Privacy
Vandaag tref ik de filmmaker die me sinds 2013 sporadisch volgt met zijn camera. Een grote broer of zus om me te waarschuwen voor hem, is er niet.
De documentaire, het egodocument, hangt tussen schaamte en ijdelheid in. Want wordt het toestaan om je te laten volgen niet geboren uit de angst om ongezien te blijven of vroegtijdig vergeten te worden? Volgens mij is dat ijdelheid. Als je je leven toch al plundert door erover te schrijven ontkom je er ook niet aan om jezelf in beeld te brengen en te gebruiken. Ik zal toekijken waar het schip strand.
We zijn inmiddels vijf jaar bezig. Tijd lijkt sneller voorbij te gaan dan je haar lief kunt hebben. Maar, in die jaren hebben we wel een merkwaardige vriendschap ontwikkeld. Werk en privé lopen dwars door elkaar heen. Alleen wat hijzelf zegt wordt niet opgenomen. Ik zal proberen het allemaal te onthouden.
Wanneer de documentaire af is blijft een raadsel. Misschien is de filmmaker aan het wachten op sensatie of verval, ziekte, verderf enzovoorts. Alles kan en mag materiaal zijn. Vanwege het voorlopige gebrek aan sensatie of dergelijks stelde ik vorig jaar voor: ‘Je kunt me ook tien jaar volgen.’
Hij ging akkoord, en hij zal toekijken waar het schip strandt, denk ik.

####

Begrip toetsen:
A - Sinds welk jaar volgt de filmmaker de ik-figuur met zijn camera volgens de tekst over privacy?
B - Zet de tekst over privacy voort vanaf de laatste zin.
De onderstaande gegevens staan geheel los van de tekst over privacy.

Aangeleverde gegevens:
####

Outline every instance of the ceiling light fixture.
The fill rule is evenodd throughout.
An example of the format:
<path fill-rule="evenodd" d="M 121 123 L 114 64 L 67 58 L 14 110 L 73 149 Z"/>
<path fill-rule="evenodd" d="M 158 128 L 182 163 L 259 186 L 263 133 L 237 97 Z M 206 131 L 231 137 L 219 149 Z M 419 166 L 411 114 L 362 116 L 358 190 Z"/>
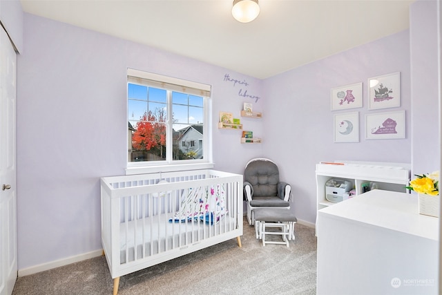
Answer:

####

Antwoorden:
A - Sinds 2013.

B -
Het heeft ook voordelen om gevolgd te worden. In de film Das Leben Der Anderen, zie je dat een medewerker van de Stasi compassie ontwikkelt voor de mensen die hij afluistert. Maar als de Stasi-medewerker er alles aan begint te doen om ze te redden, blijkt het al te laat te zijn. Of de filmmaker me zal redden, laten drijven of zinken, zal blijken.
Maar zolang het mogelijk is om je in je hoofd terug te trekken, is er volgens mij geen echte bedreiging. Want dat wat je zegt of doet, is toch maar een fractie van wat je allemaal denkt? Is dat geen bevrijdende gedachte in de tijden waar de privacy onder druk staat? Met dat idee laat ik je graag even alleen in je hoofd.